### Exercise instructions
After locating the line with "Indicate one point per instance of the bangle", retype it and every later line exactly, stopping at the end of the records.

Record set Start Marker

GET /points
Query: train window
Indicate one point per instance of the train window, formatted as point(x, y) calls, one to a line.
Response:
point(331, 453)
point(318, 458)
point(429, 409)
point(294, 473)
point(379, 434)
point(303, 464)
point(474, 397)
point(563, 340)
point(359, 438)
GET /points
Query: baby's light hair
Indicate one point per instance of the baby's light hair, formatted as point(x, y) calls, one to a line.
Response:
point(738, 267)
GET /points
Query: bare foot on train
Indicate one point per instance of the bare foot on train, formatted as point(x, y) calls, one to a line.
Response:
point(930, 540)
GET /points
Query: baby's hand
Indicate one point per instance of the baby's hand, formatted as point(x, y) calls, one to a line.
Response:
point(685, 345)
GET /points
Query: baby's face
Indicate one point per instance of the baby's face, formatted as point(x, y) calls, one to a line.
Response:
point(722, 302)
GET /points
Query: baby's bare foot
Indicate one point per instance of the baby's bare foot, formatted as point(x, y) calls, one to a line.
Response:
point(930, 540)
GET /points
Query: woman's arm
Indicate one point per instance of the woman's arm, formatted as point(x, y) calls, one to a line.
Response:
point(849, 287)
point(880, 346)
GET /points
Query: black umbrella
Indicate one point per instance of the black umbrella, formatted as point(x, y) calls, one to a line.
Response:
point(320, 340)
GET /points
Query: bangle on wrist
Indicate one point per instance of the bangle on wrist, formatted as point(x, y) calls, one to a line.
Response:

Record set End Marker

### Solution to the exercise
Indicate one point per instance of the bangle on wrist, formatted as point(x, y) calls, one to a line.
Response:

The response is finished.